#### REQUIREMENT
How many lines of the data below contain the string "vest"? Reply with the number alone.

#### SUPPLIED MATERIAL
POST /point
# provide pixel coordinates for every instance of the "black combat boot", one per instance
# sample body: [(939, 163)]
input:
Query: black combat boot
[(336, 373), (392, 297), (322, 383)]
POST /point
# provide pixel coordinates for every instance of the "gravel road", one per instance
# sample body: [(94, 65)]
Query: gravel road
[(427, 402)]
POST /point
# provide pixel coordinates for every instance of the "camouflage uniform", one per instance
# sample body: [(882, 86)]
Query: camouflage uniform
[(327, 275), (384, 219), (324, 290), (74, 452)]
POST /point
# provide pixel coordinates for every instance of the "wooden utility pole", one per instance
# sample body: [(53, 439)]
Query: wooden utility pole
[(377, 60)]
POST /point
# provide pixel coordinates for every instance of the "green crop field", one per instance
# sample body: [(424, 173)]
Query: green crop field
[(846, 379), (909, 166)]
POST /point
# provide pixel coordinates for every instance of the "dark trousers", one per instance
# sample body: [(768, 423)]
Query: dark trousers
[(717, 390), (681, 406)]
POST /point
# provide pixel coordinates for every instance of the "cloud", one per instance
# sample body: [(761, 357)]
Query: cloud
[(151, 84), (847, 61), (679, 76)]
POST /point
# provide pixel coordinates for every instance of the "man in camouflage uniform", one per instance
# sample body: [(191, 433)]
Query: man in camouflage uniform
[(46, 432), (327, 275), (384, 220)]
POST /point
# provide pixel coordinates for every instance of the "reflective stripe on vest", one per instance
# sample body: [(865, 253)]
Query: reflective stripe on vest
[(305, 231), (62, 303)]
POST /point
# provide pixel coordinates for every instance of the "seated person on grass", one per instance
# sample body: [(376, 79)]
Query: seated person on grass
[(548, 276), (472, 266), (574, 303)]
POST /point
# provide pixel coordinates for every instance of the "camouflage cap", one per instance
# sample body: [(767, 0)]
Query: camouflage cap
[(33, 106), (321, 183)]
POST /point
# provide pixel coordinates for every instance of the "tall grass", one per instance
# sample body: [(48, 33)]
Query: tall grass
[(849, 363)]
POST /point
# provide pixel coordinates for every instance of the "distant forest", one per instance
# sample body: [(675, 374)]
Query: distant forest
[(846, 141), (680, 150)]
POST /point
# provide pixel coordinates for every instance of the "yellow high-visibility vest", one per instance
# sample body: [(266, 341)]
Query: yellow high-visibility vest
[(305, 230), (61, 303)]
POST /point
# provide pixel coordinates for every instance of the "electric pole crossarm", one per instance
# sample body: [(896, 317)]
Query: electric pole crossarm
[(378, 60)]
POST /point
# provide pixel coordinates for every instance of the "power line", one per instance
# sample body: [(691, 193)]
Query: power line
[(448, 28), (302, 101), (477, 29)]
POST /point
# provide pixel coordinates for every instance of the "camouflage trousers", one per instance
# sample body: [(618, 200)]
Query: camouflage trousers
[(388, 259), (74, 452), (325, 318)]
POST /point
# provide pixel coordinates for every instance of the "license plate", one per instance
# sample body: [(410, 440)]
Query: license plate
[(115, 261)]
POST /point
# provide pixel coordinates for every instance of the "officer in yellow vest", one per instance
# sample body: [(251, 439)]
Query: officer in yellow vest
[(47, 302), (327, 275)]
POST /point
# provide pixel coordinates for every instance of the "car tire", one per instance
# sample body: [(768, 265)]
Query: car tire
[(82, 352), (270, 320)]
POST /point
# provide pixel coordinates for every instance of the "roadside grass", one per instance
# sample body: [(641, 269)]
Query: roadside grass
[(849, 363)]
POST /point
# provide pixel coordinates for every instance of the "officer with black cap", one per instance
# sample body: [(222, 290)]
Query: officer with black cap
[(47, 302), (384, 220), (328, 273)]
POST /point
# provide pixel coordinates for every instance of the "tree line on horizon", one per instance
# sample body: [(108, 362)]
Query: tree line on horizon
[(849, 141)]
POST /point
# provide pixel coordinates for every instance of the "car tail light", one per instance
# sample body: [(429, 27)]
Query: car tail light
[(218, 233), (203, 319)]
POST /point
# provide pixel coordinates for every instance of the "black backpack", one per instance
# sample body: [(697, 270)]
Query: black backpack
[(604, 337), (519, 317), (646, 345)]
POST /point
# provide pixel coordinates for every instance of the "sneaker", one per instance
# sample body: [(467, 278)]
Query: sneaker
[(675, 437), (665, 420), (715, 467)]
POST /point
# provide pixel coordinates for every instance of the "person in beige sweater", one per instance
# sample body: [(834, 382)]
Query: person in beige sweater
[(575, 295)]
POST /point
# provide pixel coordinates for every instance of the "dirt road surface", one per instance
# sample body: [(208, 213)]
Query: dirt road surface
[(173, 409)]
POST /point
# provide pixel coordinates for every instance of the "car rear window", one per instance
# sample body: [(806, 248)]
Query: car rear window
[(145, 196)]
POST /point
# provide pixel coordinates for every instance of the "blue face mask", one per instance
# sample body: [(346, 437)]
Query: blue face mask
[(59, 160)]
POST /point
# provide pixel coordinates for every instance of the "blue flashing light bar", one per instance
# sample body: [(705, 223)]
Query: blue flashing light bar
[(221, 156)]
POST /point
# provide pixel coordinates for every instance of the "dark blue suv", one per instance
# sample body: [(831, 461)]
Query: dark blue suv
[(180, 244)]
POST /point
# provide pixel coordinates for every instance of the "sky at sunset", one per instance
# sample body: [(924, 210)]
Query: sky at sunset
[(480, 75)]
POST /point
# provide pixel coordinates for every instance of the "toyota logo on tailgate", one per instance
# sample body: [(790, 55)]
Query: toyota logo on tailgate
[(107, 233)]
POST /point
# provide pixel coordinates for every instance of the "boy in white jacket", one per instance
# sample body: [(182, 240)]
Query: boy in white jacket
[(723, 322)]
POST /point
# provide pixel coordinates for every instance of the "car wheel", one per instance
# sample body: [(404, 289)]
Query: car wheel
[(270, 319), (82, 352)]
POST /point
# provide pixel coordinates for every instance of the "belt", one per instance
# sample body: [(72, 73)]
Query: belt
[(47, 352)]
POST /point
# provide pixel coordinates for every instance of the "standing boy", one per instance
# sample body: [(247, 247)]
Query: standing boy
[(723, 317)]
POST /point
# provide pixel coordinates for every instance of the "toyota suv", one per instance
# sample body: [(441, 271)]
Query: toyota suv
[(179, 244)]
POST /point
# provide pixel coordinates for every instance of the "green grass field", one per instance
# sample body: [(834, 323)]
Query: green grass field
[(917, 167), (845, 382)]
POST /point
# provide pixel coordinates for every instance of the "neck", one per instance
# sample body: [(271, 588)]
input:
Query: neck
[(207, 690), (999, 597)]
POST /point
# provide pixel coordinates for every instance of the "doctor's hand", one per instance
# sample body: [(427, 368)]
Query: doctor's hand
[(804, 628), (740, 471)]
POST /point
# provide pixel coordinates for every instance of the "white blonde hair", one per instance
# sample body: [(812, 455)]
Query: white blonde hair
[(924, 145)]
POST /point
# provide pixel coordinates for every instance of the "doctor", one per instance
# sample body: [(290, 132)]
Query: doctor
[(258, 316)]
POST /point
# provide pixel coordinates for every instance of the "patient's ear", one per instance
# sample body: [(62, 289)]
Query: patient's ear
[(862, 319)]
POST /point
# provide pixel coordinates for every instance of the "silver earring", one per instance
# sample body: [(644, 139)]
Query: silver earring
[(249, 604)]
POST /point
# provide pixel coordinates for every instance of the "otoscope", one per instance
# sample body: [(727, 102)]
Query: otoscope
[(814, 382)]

#### RIGHT ANSWER
6